▸ **Excerpt to read**:
John Gokongwei Jr. on the book on his rags-to-riches life & other birthday thoughts
Wherever you go, go with all your heart. — Confucius
Days before his 86th birthday and Summit Media’s launching of a children’s book on his life story entitled Big John, one of Asia’s most brilliant and self-made taipans, John L. Gokongwei Jr., granted Philippine STAR an exclusive interview over lunch at the Seven Corners Restaurant of Crowne Plaza Hotel in Ortigas Center, Quezon City. A second part of the interview was given during his business trip to Singapore.
After the launch of the rags-to-riches saga Big John, authored by Yvette Fernandez and illustrated by Abi Goy, Summit Media plans to release the “Dream Big Books” series of inspirational children’s books with the personal sagas of National Book Store/PowerBooks chain founder Socorro “Nanay Coring” Ramos, and former Senator Benigno “Ninoy” Aquino Jr.
Big John will sell for P125 and part of the proceeds will go to the educational charities of the non-profit Gokongwei Brothers Foundation.
Gokongwei chuckled I told him him that Alphaland CEO Roberto “Bobby” Ongpin said he’s the only Philippine taipan who understands derivatives. Forbes magazine estimates his net worth of US$3.2 billion.
Here are excerpts from the two-part interview:
PHILIPPINE STAR: It’s your birthday on Aug. 11. How do you find the inspiring children’s book Big John about your life story, which was published by Summit Media for your 85th birthday last year as a gift from your kids? I heard it’s now on second printing and will be launched to the public this time.
JOHN L. GOKONGWEI JR. : I was so surprised! It’s wonderful. I didn’t even know my children were doing a book for me.

▸ **Given instruction 1**:
In the Gokongwei interview article, what price will Big John sell for?
▸ **Given instruction 2**:
Using the Gokongwei interview article, explain in one to three sentences why Gokongwei was surprised by the book Big John.
▸ **Given instruction 3**:
Summarize the Gokongwei interview article in two sentences.
The data that comes next is from a separate source.

▸ **Supplied data**:
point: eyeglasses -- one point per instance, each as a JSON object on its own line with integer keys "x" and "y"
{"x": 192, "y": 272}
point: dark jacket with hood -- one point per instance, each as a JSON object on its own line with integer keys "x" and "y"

▸ **Complete response 1**:
P125

▸ **Complete response 2**:
He was surprised because he didn't even know his children were doing a book for him. The book had been published for his 85th birthday as a gift from his kids.

▸ **Complete response 3**:
Days before his 86th birthday and Summit Media's launch of Big John, a children's book on his life story, John L. Gokongwei Jr. gave Philippine STAR a two-part interview, first over lunch in Quezon City and then during a business trip to Singapore. The book, a gift from his children that he called wonderful, will sell for P125 with part of the proceeds going to the Gokongwei Brothers Foundation's educational charities, and Summit Media plans to follow it with a "Dream Big Books" series.